> Die Aufgabe
Beantworte die folgenden Fragen zum Forumsthread über die Wahl einer Grafikkarte:
1. Welchen Prozessor hat ma-gic in seinem neuen PC?
2. Wie viel Arbeitsspeicher welches Herstellers ist eingebaut?
3. Was sollte sich ma-gic laut blubber auf jeden Fall suchen?
═══ Dokumentteil
# Neue graka, ATI / geforce?



## ma-gic (11. Juli 2003)

Hi, Ich hab mir gerade einen neuen pc zugelegt:

amd athlon xp 3000+ fsb 333
1024mb kingston ram
MSI K7n2-Delta ILSR motherboard

Und bin jetzt am Überlegen welche Graphikkarte ich mir dazu kaufen könnte!?

Ich habe gehört die Geforce 5x  fx soll nicht genügend Leistung erbringen, Die ATI 9800 hat kein Dx9 und is zu langsam!?!

Kann mir Jemand eine gute preiswerte Karte empfehlen?

Danke im Voraus

ma-gic


----------



## blubber (11. Juli 2003)

Hi,

also ich würde sagen, du solltest dir auf jeden Fall eine neue Informationsquelle suchen.

ATI Radeon 9800 zu langsam? Keine DirectX 9 Karte?
══════
═══ Datenteil
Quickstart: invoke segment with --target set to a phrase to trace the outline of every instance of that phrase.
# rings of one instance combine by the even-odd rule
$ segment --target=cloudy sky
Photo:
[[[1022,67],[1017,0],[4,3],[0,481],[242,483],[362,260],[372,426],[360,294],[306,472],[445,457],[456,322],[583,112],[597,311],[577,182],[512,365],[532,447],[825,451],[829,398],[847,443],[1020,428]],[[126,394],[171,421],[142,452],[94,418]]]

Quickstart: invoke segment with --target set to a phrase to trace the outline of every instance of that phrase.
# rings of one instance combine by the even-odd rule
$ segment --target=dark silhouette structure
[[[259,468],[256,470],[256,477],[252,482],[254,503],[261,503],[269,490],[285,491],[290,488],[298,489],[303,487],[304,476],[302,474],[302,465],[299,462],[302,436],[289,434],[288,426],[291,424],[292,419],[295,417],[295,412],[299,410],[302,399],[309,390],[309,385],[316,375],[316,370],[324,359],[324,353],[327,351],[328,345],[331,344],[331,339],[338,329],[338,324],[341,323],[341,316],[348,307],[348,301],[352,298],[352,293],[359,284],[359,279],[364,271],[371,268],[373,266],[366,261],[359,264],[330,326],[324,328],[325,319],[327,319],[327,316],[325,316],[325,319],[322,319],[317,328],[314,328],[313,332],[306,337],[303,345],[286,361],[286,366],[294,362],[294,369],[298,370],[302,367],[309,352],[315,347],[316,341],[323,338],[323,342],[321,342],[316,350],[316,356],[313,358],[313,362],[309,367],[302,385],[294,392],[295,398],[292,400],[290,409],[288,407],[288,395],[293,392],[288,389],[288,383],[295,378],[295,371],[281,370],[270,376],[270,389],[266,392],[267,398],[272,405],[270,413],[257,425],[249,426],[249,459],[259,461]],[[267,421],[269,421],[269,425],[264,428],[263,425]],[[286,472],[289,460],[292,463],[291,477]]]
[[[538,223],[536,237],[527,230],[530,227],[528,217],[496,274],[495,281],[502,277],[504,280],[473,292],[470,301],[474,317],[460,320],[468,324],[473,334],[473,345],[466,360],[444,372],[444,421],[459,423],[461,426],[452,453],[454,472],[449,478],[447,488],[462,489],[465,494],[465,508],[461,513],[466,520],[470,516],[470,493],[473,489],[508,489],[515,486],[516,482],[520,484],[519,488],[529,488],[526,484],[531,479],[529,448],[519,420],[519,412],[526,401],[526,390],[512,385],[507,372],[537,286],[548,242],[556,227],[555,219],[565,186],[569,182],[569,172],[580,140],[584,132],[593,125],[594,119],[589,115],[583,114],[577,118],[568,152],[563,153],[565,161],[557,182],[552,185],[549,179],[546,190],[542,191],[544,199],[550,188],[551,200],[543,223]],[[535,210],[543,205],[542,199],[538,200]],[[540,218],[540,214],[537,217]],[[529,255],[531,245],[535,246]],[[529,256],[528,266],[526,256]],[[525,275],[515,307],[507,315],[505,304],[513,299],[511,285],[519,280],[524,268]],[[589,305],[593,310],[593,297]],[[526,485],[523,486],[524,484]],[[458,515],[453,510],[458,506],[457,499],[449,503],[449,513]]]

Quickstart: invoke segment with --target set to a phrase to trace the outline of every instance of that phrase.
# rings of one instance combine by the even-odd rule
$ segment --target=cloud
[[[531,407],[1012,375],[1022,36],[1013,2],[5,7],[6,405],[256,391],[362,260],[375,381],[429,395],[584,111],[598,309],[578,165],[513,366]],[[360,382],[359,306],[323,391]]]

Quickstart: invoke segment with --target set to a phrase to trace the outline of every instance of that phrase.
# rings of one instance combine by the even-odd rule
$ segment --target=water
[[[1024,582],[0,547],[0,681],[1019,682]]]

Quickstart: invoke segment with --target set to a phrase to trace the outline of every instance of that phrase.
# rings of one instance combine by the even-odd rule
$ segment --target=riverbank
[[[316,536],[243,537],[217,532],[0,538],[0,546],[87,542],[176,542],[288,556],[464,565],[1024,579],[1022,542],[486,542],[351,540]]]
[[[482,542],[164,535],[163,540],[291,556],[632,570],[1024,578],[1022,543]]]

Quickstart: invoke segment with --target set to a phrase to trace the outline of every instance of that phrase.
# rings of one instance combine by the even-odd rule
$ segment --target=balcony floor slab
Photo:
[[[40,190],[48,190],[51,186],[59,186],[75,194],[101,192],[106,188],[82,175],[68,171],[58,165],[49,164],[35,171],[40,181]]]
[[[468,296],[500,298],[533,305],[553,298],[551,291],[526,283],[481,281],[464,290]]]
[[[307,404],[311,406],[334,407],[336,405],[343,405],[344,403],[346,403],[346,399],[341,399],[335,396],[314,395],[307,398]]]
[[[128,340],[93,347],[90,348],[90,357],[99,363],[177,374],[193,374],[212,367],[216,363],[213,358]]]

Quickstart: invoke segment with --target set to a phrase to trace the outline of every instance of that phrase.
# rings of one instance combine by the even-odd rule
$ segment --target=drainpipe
══════
> Gelöste Aufgabe
1. Einen AMD Athlon XP 3000+ mit FSB 333.
2. 1024 MB RAM von Kingston.
3. Eine neue Informationsquelle.